* START *
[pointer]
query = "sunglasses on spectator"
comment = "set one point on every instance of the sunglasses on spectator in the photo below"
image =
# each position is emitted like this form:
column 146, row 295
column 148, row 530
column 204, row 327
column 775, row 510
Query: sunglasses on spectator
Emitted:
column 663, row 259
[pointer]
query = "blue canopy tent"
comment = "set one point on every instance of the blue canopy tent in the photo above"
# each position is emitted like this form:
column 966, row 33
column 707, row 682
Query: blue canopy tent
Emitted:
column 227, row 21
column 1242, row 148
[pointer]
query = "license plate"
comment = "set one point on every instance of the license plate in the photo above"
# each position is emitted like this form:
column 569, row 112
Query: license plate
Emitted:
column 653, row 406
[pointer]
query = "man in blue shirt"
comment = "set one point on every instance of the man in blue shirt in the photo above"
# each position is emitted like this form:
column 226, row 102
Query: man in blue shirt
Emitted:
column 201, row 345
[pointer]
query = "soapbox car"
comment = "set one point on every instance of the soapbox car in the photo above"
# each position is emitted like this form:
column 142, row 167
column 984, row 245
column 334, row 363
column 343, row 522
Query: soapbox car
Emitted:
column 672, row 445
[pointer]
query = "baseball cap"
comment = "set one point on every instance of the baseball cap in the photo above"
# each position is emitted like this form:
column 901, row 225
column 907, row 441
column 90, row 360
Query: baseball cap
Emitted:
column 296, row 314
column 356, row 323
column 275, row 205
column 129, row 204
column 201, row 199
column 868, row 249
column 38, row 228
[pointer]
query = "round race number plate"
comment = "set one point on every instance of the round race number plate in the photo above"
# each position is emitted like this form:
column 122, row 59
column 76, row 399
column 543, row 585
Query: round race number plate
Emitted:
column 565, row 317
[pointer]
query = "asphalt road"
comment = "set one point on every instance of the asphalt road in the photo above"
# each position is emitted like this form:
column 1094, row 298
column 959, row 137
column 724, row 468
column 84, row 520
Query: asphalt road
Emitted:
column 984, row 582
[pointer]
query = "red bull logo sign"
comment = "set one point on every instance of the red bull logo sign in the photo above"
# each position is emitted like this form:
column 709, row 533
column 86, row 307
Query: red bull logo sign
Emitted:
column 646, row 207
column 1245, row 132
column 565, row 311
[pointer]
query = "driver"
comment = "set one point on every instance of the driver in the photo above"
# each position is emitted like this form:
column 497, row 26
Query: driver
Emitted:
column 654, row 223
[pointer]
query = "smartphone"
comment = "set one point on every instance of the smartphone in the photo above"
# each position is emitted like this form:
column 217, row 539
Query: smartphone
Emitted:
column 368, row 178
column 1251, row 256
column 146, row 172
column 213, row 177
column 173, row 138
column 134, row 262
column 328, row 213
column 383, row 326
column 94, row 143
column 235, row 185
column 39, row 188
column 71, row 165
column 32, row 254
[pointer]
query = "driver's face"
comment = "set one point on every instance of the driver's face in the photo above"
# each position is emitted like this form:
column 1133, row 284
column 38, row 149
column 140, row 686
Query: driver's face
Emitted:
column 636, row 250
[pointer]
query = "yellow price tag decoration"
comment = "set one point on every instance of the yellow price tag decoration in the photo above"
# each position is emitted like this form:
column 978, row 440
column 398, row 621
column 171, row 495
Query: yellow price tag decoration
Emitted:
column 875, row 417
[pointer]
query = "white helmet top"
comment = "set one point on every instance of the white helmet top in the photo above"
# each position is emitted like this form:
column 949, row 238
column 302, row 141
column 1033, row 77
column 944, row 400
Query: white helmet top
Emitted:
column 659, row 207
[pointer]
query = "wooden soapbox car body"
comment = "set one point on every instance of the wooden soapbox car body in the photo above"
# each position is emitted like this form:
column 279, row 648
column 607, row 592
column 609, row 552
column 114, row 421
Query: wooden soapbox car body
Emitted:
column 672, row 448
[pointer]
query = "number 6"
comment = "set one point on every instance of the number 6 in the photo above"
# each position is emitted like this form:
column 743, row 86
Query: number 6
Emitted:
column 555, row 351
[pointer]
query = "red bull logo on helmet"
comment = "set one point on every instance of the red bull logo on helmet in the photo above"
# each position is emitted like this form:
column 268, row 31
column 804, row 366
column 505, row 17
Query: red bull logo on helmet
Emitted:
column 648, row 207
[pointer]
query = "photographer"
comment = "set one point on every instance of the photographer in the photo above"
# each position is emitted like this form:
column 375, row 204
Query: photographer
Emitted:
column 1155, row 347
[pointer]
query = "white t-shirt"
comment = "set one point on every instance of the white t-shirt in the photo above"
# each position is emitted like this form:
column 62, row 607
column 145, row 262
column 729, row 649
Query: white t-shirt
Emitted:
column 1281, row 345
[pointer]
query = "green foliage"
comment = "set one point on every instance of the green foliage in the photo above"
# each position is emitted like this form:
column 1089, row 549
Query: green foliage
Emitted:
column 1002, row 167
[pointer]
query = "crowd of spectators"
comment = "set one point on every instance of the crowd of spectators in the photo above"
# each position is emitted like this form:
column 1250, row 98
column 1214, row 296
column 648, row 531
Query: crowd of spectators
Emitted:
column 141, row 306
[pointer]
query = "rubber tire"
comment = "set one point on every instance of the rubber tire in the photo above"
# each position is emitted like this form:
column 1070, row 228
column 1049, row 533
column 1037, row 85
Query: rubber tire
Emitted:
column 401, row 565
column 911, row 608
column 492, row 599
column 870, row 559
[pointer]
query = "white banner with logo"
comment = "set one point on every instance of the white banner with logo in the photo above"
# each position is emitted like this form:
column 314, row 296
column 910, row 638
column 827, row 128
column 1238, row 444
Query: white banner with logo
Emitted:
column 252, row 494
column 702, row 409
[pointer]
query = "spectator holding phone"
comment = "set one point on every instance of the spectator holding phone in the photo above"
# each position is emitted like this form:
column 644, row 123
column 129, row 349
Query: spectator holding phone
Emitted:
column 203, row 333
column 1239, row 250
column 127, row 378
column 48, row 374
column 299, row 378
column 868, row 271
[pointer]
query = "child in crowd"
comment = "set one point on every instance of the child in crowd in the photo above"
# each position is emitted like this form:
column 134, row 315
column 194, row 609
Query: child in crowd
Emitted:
* END *
### SET PROBLEM
Could you arrange all of the lines above as a JSON list of strings, one string for each line, with blank lines left out?

### WORKED SOLUTION
[
  "[pointer]",
  "query = \"sunglasses on spectator\"",
  "comment = \"set one point on every instance of the sunglasses on spectator in the photo below\"",
  "image =",
  "# each position is emitted like this form:",
  "column 146, row 295",
  "column 148, row 530",
  "column 204, row 327",
  "column 775, row 510",
  "Query: sunglasses on spectator",
  "Emitted:",
  "column 663, row 259",
  "[pointer]",
  "query = \"blue canopy tent\"",
  "comment = \"set one point on every instance of the blue canopy tent in the photo above\"",
  "# each position is emitted like this form:",
  "column 966, row 33",
  "column 707, row 682",
  "Query: blue canopy tent",
  "Emitted:",
  "column 227, row 21",
  "column 1242, row 148",
  "[pointer]",
  "query = \"license plate\"",
  "comment = \"set one point on every instance of the license plate in the photo above\"",
  "# each position is emitted like this form:",
  "column 569, row 112",
  "Query: license plate",
  "Emitted:",
  "column 653, row 406",
  "[pointer]",
  "query = \"man in blue shirt\"",
  "comment = \"set one point on every instance of the man in blue shirt in the photo above\"",
  "# each position is emitted like this form:",
  "column 226, row 102",
  "Query: man in blue shirt",
  "Emitted:",
  "column 201, row 345",
  "[pointer]",
  "query = \"soapbox car\"",
  "comment = \"set one point on every instance of the soapbox car in the photo above\"",
  "# each position is emitted like this form:",
  "column 142, row 167",
  "column 984, row 245",
  "column 334, row 363",
  "column 343, row 522",
  "Query: soapbox car",
  "Emitted:",
  "column 672, row 445",
  "[pointer]",
  "query = \"baseball cap\"",
  "comment = \"set one point on every instance of the baseball cap in the photo above\"",
  "# each position is emitted like this form:",
  "column 901, row 225",
  "column 907, row 441",
  "column 90, row 360",
  "Query: baseball cap",
  "Emitted:",
  "column 296, row 314",
  "column 356, row 323",
  "column 275, row 205",
  "column 129, row 204",
  "column 201, row 199",
  "column 868, row 249",
  "column 38, row 228",
  "[pointer]",
  "query = \"round race number plate\"",
  "comment = \"set one point on every instance of the round race number plate in the photo above\"",
  "# each position is emitted like this form:",
  "column 122, row 59",
  "column 76, row 399",
  "column 543, row 585",
  "Query: round race number plate",
  "Emitted:",
  "column 565, row 317",
  "[pointer]",
  "query = \"asphalt road\"",
  "comment = \"set one point on every instance of the asphalt road in the photo above\"",
  "# each position is emitted like this form:",
  "column 1094, row 298",
  "column 959, row 137",
  "column 724, row 468",
  "column 84, row 520",
  "Query: asphalt road",
  "Emitted:",
  "column 984, row 582",
  "[pointer]",
  "query = \"red bull logo sign\"",
  "comment = \"set one point on every instance of the red bull logo sign in the photo above\"",
  "# each position is emitted like this form:",
  "column 709, row 533",
  "column 86, row 307",
  "Query: red bull logo sign",
  "Emitted:",
  "column 646, row 207",
  "column 1245, row 132",
  "column 565, row 311",
  "[pointer]",
  "query = \"driver\"",
  "comment = \"set one point on every instance of the driver in the photo above\"",
  "# each position is emitted like this form:",
  "column 497, row 26",
  "Query: driver",
  "Emitted:",
  "column 654, row 223",
  "[pointer]",
  "query = \"smartphone\"",
  "comment = \"set one point on every instance of the smartphone in the photo above\"",
  "# each position is emitted like this form:",
  "column 217, row 539",
  "Query: smartphone",
  "Emitted:",
  "column 368, row 178",
  "column 1251, row 256",
  "column 146, row 172",
  "column 213, row 177",
  "column 173, row 138",
  "column 134, row 262",
  "column 328, row 213",
  "column 383, row 326",
  "column 94, row 143",
  "column 235, row 185",
  "column 39, row 188",
  "column 71, row 165",
  "column 32, row 254",
  "[pointer]",
  "query = \"driver's face\"",
  "comment = \"set one point on every instance of the driver's face in the photo above\"",
  "# each position is emitted like this form:",
  "column 1133, row 284",
  "column 38, row 149",
  "column 140, row 686",
  "Query: driver's face",
  "Emitted:",
  "column 636, row 250",
  "[pointer]",
  "query = \"yellow price tag decoration\"",
  "comment = \"set one point on every instance of the yellow price tag decoration in the photo above\"",
  "# each position is emitted like this form:",
  "column 978, row 440",
  "column 398, row 621",
  "column 171, row 495",
  "Query: yellow price tag decoration",
  "Emitted:",
  "column 875, row 417",
  "[pointer]",
  "query = \"white helmet top\"",
  "comment = \"set one point on every instance of the white helmet top in the photo above\"",
  "# each position is emitted like this form:",
  "column 949, row 238",
  "column 302, row 141",
  "column 1033, row 77",
  "column 944, row 400",
  "Query: white helmet top",
  "Emitted:",
  "column 659, row 207",
  "[pointer]",
  "query = \"wooden soapbox car body\"",
  "comment = \"set one point on every instance of the wooden soapbox car body in the photo above\"",
  "# each position is emitted like this form:",
  "column 279, row 648",
  "column 607, row 592",
  "column 609, row 552",
  "column 114, row 421",
  "Query: wooden soapbox car body",
  "Emitted:",
  "column 672, row 448",
  "[pointer]",
  "query = \"number 6\"",
  "comment = \"set one point on every instance of the number 6 in the photo above\"",
  "# each position is emitted like this form:",
  "column 743, row 86",
  "Query: number 6",
  "Emitted:",
  "column 555, row 351",
  "[pointer]",
  "query = \"red bull logo on helmet\"",
  "comment = \"set one point on every instance of the red bull logo on helmet in the photo above\"",
  "# each position is emitted like this form:",
  "column 268, row 31",
  "column 804, row 366",
  "column 505, row 17",
  "Query: red bull logo on helmet",
  "Emitted:",
  "column 648, row 207",
  "[pointer]",
  "query = \"photographer\"",
  "comment = \"set one point on every instance of the photographer in the photo above\"",
  "# each position is emitted like this form:",
  "column 375, row 204",
  "Query: photographer",
  "Emitted:",
  "column 1155, row 347",
  "[pointer]",
  "query = \"white t-shirt\"",
  "comment = \"set one point on every instance of the white t-shirt in the photo above\"",
  "# each position is emitted like this form:",
  "column 62, row 607",
  "column 145, row 262",
  "column 729, row 649",
  "Query: white t-shirt",
  "Emitted:",
  "column 1281, row 345",
  "[pointer]",
  "query = \"green foliage\"",
  "comment = \"set one point on every instance of the green foliage in the photo above\"",
  "# each position is emitted like this form:",
  "column 1089, row 549",
  "Query: green foliage",
  "Emitted:",
  "column 1002, row 167",
  "[pointer]",
  "query = \"crowd of spectators\"",
  "comment = \"set one point on every instance of the crowd of spectators in the photo above\"",
  "# each position is emitted like this form:",
  "column 1250, row 98",
  "column 1214, row 296",
  "column 648, row 531",
  "Query: crowd of spectators",
  "Emitted:",
  "column 141, row 306",
  "[pointer]",
  "query = \"rubber tire\"",
  "comment = \"set one point on every instance of the rubber tire in the photo above\"",
  "# each position is emitted like this form:",
  "column 1070, row 228",
  "column 1049, row 533",
  "column 1037, row 85",
  "Query: rubber tire",
  "Emitted:",
  "column 401, row 565",
  "column 911, row 608",
  "column 492, row 599",
  "column 870, row 559",
  "[pointer]",
  "query = \"white banner with logo\"",
  "comment = \"set one point on every instance of the white banner with logo in the photo above\"",
  "# each position is emitted like this form:",
  "column 314, row 296",
  "column 910, row 638",
  "column 827, row 128",
  "column 1238, row 444",
  "Query: white banner with logo",
  "Emitted:",
  "column 252, row 494",
  "column 702, row 409",
  "[pointer]",
  "query = \"spectator holding phone\"",
  "comment = \"set one point on every instance of the spectator holding phone in the photo above\"",
  "# each position is emitted like this form:",
  "column 644, row 123",
  "column 129, row 349",
  "Query: spectator holding phone",
  "Emitted:",
  "column 203, row 333",
  "column 1239, row 250",
  "column 127, row 378",
  "column 48, row 374",
  "column 299, row 378",
  "column 868, row 271",
  "[pointer]",
  "query = \"child in crowd\"",
  "comment = \"set one point on every instance of the child in crowd in the photo above\"",
  "# each position is emitted like this form:",
  "column 134, row 315",
  "column 194, row 609",
  "Query: child in crowd",
  "Emitted:"
]